Work request A: Condense the paragraph of the post on Facebook and Scrabble that begins "The real benefit of Facebook" into a bulleted list, keeping its main facts.
Work request B: Copy everything in the post on Facebook and Scrabble from "I have never" down to "since I played.", word for word.

Page extract:
= = = =

Facebook, Scrabble & Me
Posted September 20, 2009on:
A few years ago when I was working on books about living with childhood cancer (one for kids and one for adults), a couple of the young people I interviewed “friended me” on Facebook.
I created a Facebook page on the social utility, but never used it much. After all, it started for college students in a dorm room at Harvard University. Soon it spread across the country and into high schools. Then it was opened to people of all ages all over the world.
And while my son said when he left for college that I could look for pictures on his Facebook page, it was a tad creepy to do so. And yet he had made that offer knowing how much I love photos. However, he later said he didn’t remember that offer. Did I make that up? Was I the cyber stalker mom for a brief time?
Now, if you haven’t seen the Onion News store on parents stalking their children in college digitally through Facebook and Twitter, you must watch this hilarious video:
My cousin, Art, solved that Facebook insecurity issue for me. Ten years older than me and winding down his law practice, he discovered Facebook and uses it big time. He found me and we became Facebook friends.
Then he found my son, who not only agreed to be a friend of Art’s, Michael sent out a request to me to be his friend. I agreed. Oh boy, did I agree. 🙂
Last Thanksgiving, I talked my daughter Maggie into getting on Facebook and within 24 hours she had many more friends than me. The big difference between kids and young adults and the rest of us on Facebook is probably the number of friends. Younger folks have a heck of a lot more than us older folks. But, hey, I’m not complaining. I have 241 friends and for those of you who are not on Facebook, these friends do not require a lot of your time or emotions – unless you so choose.
The real benefit of Facebook is you connect with people. I’ve found friends from way back – even elementary school, junior high (yes it was called that then) and high school and some have found me. It is very, very fun. And since I’ve had cancer, they have reached out with support for me with my cancer even though it had been decades since I’d seen many of them. Some have shared their own stories with cancer as well.
I have never been private about my cancer. I don’t care who knows and invite sharing so others feel comfortable talking about it. So on Facebook, I announced in my “status” periodically where I was in various stages of diagnosis. When word gets out, people find ways to support you. That always helps.
A bonus treat for me of Facebook is playing Scrabble. It was our family game growing up, although I never played with anyone in La Crosse regularly. In fact, it had been years since I played.
Now a half dozen or more people play with me through Facebook Scrabble across the country. I have something like 22 to 25 games going at any time. Mostly, I make plays in the games and check back to see when others have made their moods.
Sometimes we are on at the same time and can harass each other. (You know who you are.)
All of my opponents are looking forward to playing me once I have “chemo brain,” a fogginess that sometimes (maybe usually) comes with chemotherapy. It’s not that my Scrabble friends aren’t beating me now, however. They are not a bit kind despite my dual diagnoses of breast cancer & athletes feet. And, they’re very willing to take advantage of me later. In Scrabble, no prisoners are taken.

= = = =

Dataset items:
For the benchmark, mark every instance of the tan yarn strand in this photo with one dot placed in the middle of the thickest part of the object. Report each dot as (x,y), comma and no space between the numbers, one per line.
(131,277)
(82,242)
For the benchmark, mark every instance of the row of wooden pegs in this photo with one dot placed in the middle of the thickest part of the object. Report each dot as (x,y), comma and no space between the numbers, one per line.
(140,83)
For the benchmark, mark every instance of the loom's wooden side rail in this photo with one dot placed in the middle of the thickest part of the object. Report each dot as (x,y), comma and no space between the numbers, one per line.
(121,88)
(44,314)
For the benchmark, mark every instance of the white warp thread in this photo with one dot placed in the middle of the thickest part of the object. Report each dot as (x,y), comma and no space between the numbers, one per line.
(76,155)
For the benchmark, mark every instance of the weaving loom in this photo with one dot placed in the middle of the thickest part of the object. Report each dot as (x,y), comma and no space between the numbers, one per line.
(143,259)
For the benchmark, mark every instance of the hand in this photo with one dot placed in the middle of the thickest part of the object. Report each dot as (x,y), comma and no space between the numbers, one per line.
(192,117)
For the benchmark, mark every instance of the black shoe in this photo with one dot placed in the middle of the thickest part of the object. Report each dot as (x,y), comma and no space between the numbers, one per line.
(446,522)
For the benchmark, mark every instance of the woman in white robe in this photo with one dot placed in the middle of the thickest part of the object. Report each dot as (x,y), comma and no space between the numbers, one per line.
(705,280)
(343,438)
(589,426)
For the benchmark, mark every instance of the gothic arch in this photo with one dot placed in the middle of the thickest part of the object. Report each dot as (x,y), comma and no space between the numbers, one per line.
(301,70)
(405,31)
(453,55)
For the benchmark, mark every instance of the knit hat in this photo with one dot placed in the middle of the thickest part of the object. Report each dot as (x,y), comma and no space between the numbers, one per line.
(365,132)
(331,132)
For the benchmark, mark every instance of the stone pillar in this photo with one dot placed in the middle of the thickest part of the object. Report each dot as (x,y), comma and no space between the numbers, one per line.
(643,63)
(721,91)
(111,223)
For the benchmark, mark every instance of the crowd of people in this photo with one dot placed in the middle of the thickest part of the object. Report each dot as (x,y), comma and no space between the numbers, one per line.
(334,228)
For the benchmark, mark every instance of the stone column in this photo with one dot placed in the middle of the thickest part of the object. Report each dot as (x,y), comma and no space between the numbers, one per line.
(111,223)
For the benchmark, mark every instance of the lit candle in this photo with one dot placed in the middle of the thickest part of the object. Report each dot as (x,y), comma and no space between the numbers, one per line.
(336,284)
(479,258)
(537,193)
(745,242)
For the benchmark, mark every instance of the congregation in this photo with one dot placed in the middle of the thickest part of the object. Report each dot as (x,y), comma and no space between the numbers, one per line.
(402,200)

= = = =

Exercise answer A:
- Facebook's main benefit is connecting with people.
- The writer has found friends from elementary school, junior high, and high school, and some of them have found the writer.
- This is very fun.
- Since the writer's cancer, these friends have offered support, though it had been decades since the writer had seen many of them.
- Some have shared their own experiences with cancer.

Exercise answer B:
I have never been private about my cancer. I don’t care who knows and invite sharing so others feel comfortable talking about it. So on Facebook, I announced in my “status” periodically where I was in various stages of diagnosis. When word gets out, people find ways to support you. That always helps.
A bonus treat for me of Facebook is playing Scrabble. It was our family game growing up, although I never played with anyone in La Crosse regularly. In fact, it had been years since I played.